PAGE EXCERPT:
________________

I'm currently working on a quiz program using PHP/mySQL (my first time ever actually using either).
Up until now I was just working on getting it all functioning correctly with the mySQL tables, and to do so I was putting all questions in a quiz on one page. However, now I want to be able to put just one question per page and then progress by submitting one answer at a time.
The way my questions are chosen to be in the quiz may be a little confusing. They all have a "quiz_id" column that corresponds to the quiz they're in. The quiz has a "length" column that specifies how many questions it will actually have. So there can be more questions with the corresponding "quiz_id" than will actually be in the quiz. The way I randomly select which questions will be included is with "$question = "SELECT * FROM questions WHERE quiz = '$id' ORDER BY rand() LIMIT $length";".
Now I'm having a lot of trouble putting just one question per page. This is because each time you progress, the next random question needs to be chosen, as long as we haven't reached the limit of $length number of questions. A counter also needs to increase that keeps track of what number question you are on, out of how many ($length). I'm not sure if I need to have two separate action scripts.. one to begin the quiz, and then one to progress between questions.

________________

SUPPLIED DATA:
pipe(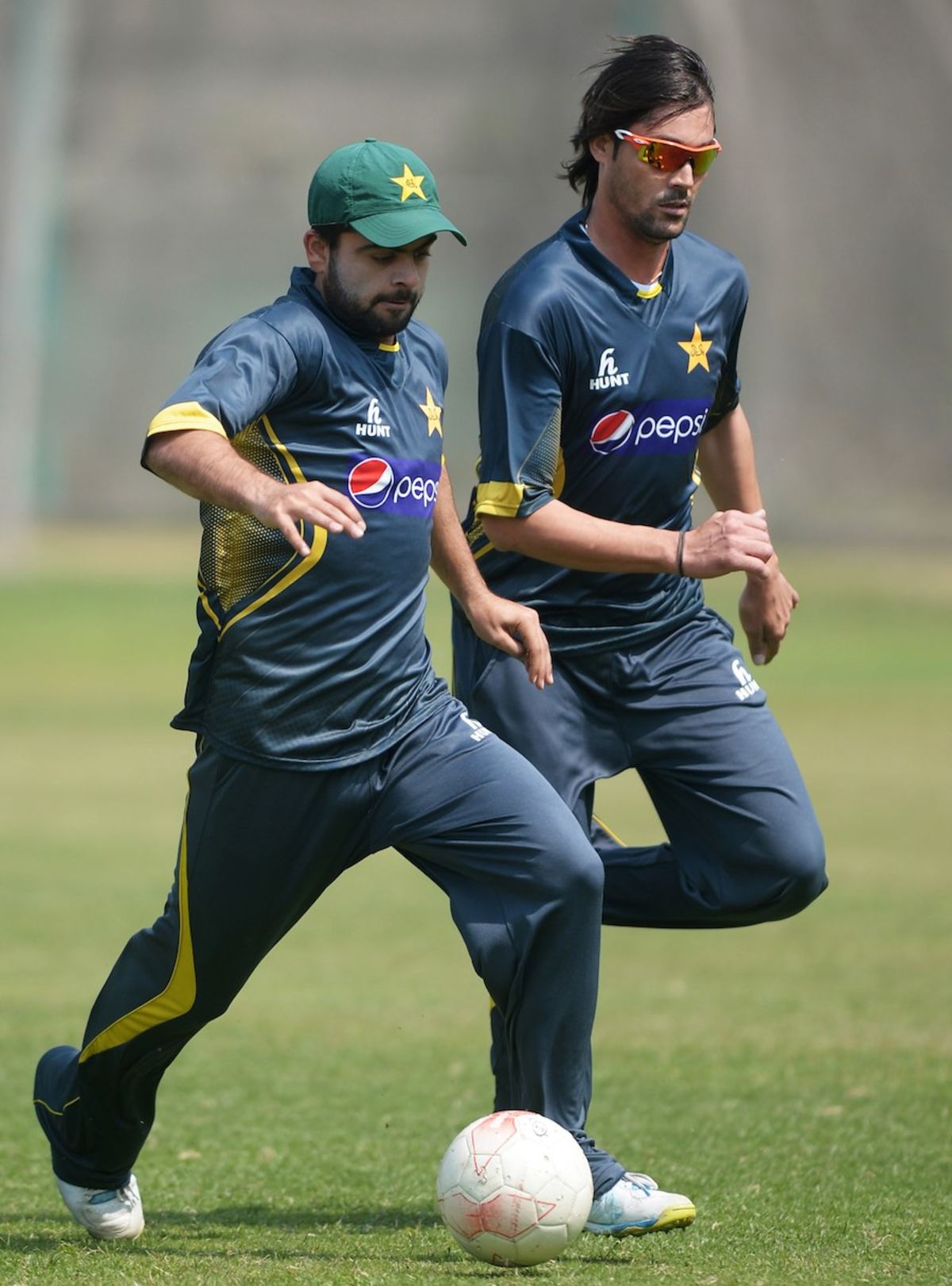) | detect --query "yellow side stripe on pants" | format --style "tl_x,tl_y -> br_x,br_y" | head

________________

TASKS TO CARRY OUT:
1. Decide whether each statement agrees with the quiz program post, answering yes or no and quoting the words from the post that settle it: (a) The writer has used PHP and mySQL many times before. (b) Each quiz has a "length" column that sets how many questions it will have. (c) A quiz can have more questions with its "quiz_id" than will actually appear in it.
2. Please pick up the quiz program post after its final sentence and continue it in the same voice.
The material above has no connection to the quiz program post.

PER-TASK ANSWERS:
1.
(a) No: "my first time ever actually using either"
(b) Yes: "The quiz has a "length" column that specifies how many questions it will actually have."
(c) Yes: "So there can be more questions with the corresponding "quiz_id" than will actually be in the quiz."

2.
Here's my quiz.php page (start page for any quiz):
<?php
// initialize the mysql data
$connect = mysql_connect('localhost', 'root', '');
$select_db = mysql_select_db('mysql');
// define the id and length from url
$id = mysql_real_escape_string($_GET['id']);
$length = mysql_real_escape_string($_GET['length']);
// query quiz table for all columns
$query_quiz = "SELECT * FROM quizzes WHERE id = '$id' LIMIT 1";
// if quiz query fails
if(!$query_quiz_result = mysql_query($query_quiz))
{
die("Couldn't run quiz query");
}
// fetch whole array of quiz info
$quiz = mysql_fetch_array($query_quiz_result);
//query question table for all columns
$question = "SELECT * FROM questions WHERE quiz = '$id' ORDER BY rand() LIMIT $length";
$q_result = mysql_query($question) or die ("couldn't run questions query");
// store queried questions as an array to pass via session variables
$q_array = array();
while($row = mysql_fetch_assoc($q_result))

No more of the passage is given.